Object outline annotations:
-------------------------
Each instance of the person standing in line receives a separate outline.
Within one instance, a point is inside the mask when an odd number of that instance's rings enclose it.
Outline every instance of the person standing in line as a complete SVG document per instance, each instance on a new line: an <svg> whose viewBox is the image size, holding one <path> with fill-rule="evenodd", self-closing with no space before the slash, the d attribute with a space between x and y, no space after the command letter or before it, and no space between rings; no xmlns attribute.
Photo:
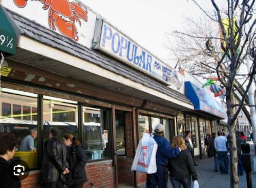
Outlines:
<svg viewBox="0 0 256 188"><path fill-rule="evenodd" d="M168 141L164 137L164 126L158 124L155 128L154 139L157 143L156 153L157 172L146 175L146 188L166 188L167 166L168 159L178 156L181 151L186 149L186 146L172 148Z"/></svg>
<svg viewBox="0 0 256 188"><path fill-rule="evenodd" d="M227 138L218 131L218 137L214 140L214 145L217 151L218 161L220 171L222 174L228 173L228 157L227 156Z"/></svg>
<svg viewBox="0 0 256 188"><path fill-rule="evenodd" d="M32 151L35 150L34 140L37 137L37 130L31 129L30 134L24 137L22 140L19 150L20 151Z"/></svg>
<svg viewBox="0 0 256 188"><path fill-rule="evenodd" d="M184 145L185 141L182 137L174 137L172 144L173 147L180 147ZM170 172L170 181L174 188L180 188L181 185L183 188L190 188L191 176L193 181L198 179L192 156L187 149L181 151L177 157L169 159L168 170Z"/></svg>
<svg viewBox="0 0 256 188"><path fill-rule="evenodd" d="M196 162L195 161L195 155L194 153L194 145L193 143L192 143L192 141L191 140L191 132L190 130L187 130L186 131L186 134L185 136L186 137L188 137L188 142L189 142L189 144L190 145L191 149L190 150L190 151L191 152L191 155L192 155L192 158L193 158L193 161L194 161L194 164L195 166L198 166L198 165L197 165L196 163Z"/></svg>
<svg viewBox="0 0 256 188"><path fill-rule="evenodd" d="M59 140L58 130L51 129L50 139L44 144L41 181L44 188L62 188L65 175L70 172L67 162L66 146Z"/></svg>
<svg viewBox="0 0 256 188"><path fill-rule="evenodd" d="M73 135L67 133L63 137L63 142L68 147L67 157L70 171L67 175L66 185L68 188L82 188L83 183L87 181L86 154L81 143Z"/></svg>
<svg viewBox="0 0 256 188"><path fill-rule="evenodd" d="M218 154L215 147L214 146L214 140L216 138L216 132L212 132L212 137L209 139L209 145L208 149L210 151L210 152L214 156L214 171L219 172L218 162Z"/></svg>
<svg viewBox="0 0 256 188"><path fill-rule="evenodd" d="M12 178L9 172L9 161L15 152L17 139L11 133L0 134L0 187L20 188L20 180L18 178Z"/></svg>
-------------------------
DO THIS: Reproduce all of the material above word for word, omitting the pictures.

ANSWER FOR THE TASK:
Each instance of the person standing in line receives a separate outline.
Within one instance, a point is inside the mask when an odd number of that instance's rings enclose it.
Outline every instance of the person standing in line as a complete SVG document per instance, each instance on a new line: an <svg> whose viewBox is the image size, holding one <path> with fill-rule="evenodd", self-closing with no space before the slash, the d attribute with a space between x and y, no space after the command letter or before it, and no space between rings; no xmlns attribute.
Photo:
Outlines:
<svg viewBox="0 0 256 188"><path fill-rule="evenodd" d="M168 141L164 137L164 126L158 124L155 128L154 139L157 143L156 153L157 172L146 175L146 188L166 188L167 166L168 159L178 156L181 151L186 149L186 146L172 148Z"/></svg>
<svg viewBox="0 0 256 188"><path fill-rule="evenodd" d="M227 138L218 131L218 137L214 140L214 145L217 151L218 161L220 171L222 174L228 173L228 157L227 156Z"/></svg>
<svg viewBox="0 0 256 188"><path fill-rule="evenodd" d="M32 151L35 150L34 140L37 137L37 130L31 129L30 134L24 137L22 140L19 150L20 151Z"/></svg>
<svg viewBox="0 0 256 188"><path fill-rule="evenodd" d="M184 145L185 141L182 137L174 137L172 144L173 147L180 147ZM170 172L170 181L174 188L180 188L181 185L183 188L190 188L191 176L193 181L198 179L192 156L187 149L181 151L177 157L169 159L168 170Z"/></svg>
<svg viewBox="0 0 256 188"><path fill-rule="evenodd" d="M196 162L195 161L195 155L194 153L194 145L193 143L192 143L192 141L191 140L191 132L190 130L187 130L186 131L186 134L185 136L186 137L188 137L188 142L189 142L189 144L190 145L191 149L190 150L190 151L191 152L191 155L192 155L192 158L193 158L193 161L194 161L194 164L195 166L198 166L198 165L197 165L196 163Z"/></svg>
<svg viewBox="0 0 256 188"><path fill-rule="evenodd" d="M59 140L58 130L51 129L50 139L44 144L41 181L44 188L62 188L65 175L70 172L67 162L66 146Z"/></svg>
<svg viewBox="0 0 256 188"><path fill-rule="evenodd" d="M73 135L67 133L63 137L63 142L68 147L67 157L70 171L67 175L66 185L68 188L82 188L83 183L87 181L86 154L81 143Z"/></svg>
<svg viewBox="0 0 256 188"><path fill-rule="evenodd" d="M218 154L215 147L214 146L214 140L216 138L216 132L212 132L212 137L209 139L209 145L208 149L210 151L210 152L214 156L214 171L219 172L218 162Z"/></svg>
<svg viewBox="0 0 256 188"><path fill-rule="evenodd" d="M12 178L9 172L9 161L15 152L17 139L11 133L0 134L0 187L20 188L20 180L18 178Z"/></svg>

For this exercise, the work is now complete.